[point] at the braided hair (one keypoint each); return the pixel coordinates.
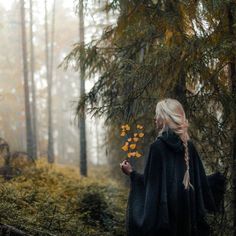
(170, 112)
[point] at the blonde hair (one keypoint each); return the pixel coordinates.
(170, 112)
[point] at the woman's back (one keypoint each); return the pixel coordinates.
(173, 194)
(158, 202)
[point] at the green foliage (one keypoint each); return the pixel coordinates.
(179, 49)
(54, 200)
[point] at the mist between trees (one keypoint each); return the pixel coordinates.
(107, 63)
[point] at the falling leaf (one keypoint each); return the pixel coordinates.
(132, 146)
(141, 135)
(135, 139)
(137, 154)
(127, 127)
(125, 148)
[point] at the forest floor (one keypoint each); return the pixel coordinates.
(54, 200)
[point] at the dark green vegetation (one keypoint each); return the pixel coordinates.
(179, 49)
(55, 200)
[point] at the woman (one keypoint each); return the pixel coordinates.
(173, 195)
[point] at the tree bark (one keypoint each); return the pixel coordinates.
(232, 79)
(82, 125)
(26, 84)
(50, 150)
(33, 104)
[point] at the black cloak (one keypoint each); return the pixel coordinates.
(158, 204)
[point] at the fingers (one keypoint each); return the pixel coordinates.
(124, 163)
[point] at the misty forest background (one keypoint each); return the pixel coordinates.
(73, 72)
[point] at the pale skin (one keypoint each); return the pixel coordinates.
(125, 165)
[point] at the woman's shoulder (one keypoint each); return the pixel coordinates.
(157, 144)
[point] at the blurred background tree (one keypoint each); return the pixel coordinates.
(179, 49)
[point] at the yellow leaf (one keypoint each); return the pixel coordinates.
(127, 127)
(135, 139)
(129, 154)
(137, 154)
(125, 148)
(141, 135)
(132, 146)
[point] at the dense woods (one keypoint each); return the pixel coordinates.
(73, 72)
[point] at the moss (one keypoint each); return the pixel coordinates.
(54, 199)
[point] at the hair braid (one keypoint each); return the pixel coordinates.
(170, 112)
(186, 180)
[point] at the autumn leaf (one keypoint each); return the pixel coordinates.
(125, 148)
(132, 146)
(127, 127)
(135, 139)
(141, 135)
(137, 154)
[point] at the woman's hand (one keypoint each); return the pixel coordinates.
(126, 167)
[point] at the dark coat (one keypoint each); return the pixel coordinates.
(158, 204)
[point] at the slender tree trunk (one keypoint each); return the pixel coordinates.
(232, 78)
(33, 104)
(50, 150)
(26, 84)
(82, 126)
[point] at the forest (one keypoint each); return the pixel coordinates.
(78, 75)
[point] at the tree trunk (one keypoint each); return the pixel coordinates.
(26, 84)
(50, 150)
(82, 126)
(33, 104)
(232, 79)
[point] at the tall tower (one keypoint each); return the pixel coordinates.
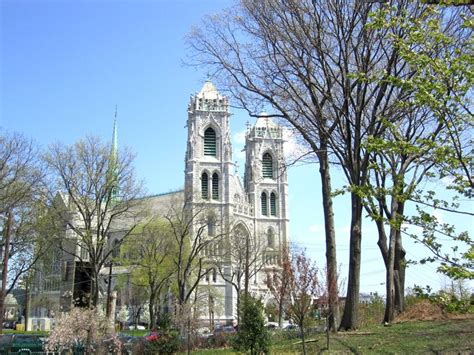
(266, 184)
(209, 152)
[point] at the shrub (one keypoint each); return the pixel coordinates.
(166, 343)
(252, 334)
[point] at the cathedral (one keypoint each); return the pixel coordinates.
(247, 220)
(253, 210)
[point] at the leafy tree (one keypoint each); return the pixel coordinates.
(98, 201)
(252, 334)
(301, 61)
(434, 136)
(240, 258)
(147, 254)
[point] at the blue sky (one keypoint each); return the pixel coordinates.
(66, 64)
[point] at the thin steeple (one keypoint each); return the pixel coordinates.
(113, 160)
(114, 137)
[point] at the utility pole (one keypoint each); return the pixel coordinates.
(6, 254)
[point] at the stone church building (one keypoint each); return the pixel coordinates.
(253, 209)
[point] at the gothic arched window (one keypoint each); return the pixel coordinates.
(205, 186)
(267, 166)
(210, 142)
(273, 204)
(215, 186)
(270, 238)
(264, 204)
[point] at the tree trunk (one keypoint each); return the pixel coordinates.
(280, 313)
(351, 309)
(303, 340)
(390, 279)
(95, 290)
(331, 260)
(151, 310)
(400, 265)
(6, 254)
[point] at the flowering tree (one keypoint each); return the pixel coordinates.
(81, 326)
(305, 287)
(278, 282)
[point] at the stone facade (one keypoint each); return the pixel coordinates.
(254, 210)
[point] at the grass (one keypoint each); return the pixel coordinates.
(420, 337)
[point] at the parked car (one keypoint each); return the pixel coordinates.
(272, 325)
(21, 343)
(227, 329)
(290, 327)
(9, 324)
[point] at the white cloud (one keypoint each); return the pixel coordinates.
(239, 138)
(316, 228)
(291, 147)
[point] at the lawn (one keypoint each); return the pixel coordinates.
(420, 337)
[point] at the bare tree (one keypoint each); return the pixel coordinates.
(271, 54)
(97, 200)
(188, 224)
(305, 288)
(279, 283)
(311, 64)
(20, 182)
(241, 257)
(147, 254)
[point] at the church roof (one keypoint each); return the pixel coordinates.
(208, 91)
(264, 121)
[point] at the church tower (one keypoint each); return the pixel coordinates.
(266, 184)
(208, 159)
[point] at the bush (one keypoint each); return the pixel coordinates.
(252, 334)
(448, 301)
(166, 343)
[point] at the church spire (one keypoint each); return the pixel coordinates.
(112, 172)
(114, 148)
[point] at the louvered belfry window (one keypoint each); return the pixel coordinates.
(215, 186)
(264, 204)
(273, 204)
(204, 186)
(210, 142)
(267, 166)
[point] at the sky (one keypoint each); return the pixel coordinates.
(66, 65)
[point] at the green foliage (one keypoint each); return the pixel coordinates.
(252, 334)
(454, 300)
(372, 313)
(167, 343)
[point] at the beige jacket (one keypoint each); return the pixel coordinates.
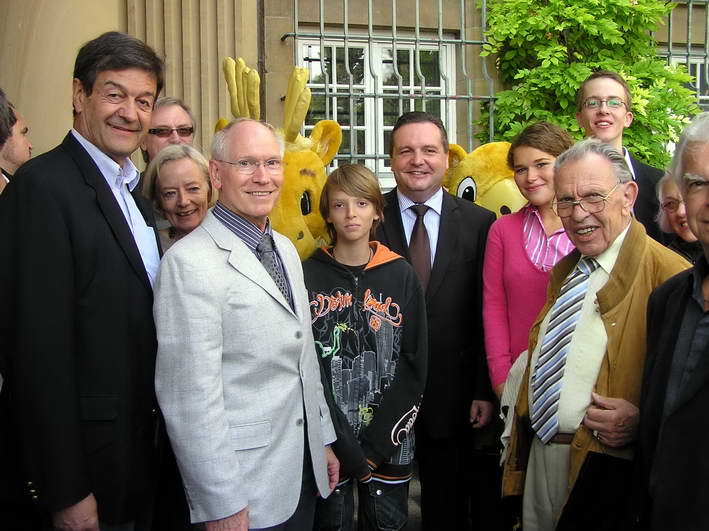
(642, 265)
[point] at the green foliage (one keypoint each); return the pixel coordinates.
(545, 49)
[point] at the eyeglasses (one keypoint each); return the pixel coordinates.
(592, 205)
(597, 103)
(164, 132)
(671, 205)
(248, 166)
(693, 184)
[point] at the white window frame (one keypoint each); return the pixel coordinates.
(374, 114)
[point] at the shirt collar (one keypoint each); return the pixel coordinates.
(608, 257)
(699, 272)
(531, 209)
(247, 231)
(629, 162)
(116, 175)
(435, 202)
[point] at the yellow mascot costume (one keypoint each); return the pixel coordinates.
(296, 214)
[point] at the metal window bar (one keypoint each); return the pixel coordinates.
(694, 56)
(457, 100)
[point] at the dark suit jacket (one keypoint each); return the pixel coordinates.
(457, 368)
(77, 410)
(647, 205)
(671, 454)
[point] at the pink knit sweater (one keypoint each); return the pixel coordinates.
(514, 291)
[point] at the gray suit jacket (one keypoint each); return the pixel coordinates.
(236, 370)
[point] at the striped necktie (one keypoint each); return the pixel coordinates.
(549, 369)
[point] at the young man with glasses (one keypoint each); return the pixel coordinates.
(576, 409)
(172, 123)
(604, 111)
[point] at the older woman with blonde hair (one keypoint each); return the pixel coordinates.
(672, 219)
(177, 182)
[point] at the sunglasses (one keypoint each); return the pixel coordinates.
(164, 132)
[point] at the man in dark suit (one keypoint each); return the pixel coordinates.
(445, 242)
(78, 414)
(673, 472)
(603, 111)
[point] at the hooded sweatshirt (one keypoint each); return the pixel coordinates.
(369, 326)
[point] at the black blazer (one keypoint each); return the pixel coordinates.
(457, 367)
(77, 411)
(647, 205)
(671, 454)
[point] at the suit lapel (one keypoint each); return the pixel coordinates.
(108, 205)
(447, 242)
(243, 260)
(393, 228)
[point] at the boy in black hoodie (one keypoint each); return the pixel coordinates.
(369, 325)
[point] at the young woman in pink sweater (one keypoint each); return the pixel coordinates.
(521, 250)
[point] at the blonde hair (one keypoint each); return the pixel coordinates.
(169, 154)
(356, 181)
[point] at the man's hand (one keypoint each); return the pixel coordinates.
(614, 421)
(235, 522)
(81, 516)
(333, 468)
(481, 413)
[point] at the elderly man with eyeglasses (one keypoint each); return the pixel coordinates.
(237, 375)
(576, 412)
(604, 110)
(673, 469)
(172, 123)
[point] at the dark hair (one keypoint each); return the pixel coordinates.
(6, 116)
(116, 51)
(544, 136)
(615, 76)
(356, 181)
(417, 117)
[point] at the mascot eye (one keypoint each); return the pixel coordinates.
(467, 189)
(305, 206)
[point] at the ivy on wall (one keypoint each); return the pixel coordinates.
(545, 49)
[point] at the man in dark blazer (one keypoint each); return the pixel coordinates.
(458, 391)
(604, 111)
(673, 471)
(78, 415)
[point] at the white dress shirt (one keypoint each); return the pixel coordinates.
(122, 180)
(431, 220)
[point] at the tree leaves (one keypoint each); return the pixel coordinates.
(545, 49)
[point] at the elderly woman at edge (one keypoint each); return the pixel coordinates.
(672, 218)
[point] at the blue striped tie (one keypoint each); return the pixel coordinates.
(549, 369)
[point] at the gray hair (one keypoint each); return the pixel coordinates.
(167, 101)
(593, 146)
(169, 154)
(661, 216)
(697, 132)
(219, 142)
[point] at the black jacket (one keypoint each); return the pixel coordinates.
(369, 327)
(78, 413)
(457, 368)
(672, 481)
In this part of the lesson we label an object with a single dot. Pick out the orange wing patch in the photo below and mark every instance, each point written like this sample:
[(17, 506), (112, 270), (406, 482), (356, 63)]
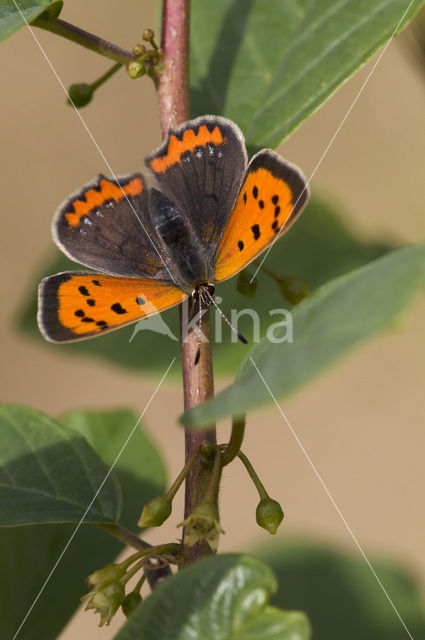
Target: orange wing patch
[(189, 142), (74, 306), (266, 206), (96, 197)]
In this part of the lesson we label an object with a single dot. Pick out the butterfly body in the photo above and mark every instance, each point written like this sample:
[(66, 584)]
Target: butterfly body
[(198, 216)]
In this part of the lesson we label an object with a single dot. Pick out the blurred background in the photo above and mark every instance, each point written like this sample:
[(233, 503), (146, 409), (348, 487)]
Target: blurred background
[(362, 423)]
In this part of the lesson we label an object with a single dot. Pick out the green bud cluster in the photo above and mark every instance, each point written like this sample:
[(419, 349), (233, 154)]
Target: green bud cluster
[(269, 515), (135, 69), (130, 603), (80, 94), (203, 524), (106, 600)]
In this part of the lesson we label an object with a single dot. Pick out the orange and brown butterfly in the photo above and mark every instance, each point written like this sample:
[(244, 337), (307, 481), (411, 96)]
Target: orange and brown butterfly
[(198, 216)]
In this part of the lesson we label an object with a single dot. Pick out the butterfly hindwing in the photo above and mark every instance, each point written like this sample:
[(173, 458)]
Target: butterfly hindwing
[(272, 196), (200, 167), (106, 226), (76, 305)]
════════════════════
* WHAT YOU WILL DO
Extract, without any images, the part of the material above that opens with the line containing "[(17, 506), (112, 270), (406, 482), (356, 63)]" and closes with the line containing "[(419, 349), (233, 154)]", both lines included.

* ANSWER SECTION
[(17, 506), (112, 270), (406, 482), (356, 63)]
Target: orange wing patch
[(189, 142), (74, 306), (266, 206), (96, 197)]
In this part of the lesson we label an object with a single dot. Pick out the butterfly body in the photo above and mark every instance, each point written like this sample:
[(66, 584)]
Target: butterfly body
[(198, 216)]
In this part of the lesson we label an object with a single dot. Pick out the blurred background in the photo above and mark every instance, each point written like this sample:
[(233, 503), (146, 409), (348, 487)]
Target: blurred background
[(362, 423)]
In this part of the lesson we label an object with a single dot. Pick out the green bud cluster in the photo above and mark every instance, each point written like this sample:
[(419, 349), (233, 154)]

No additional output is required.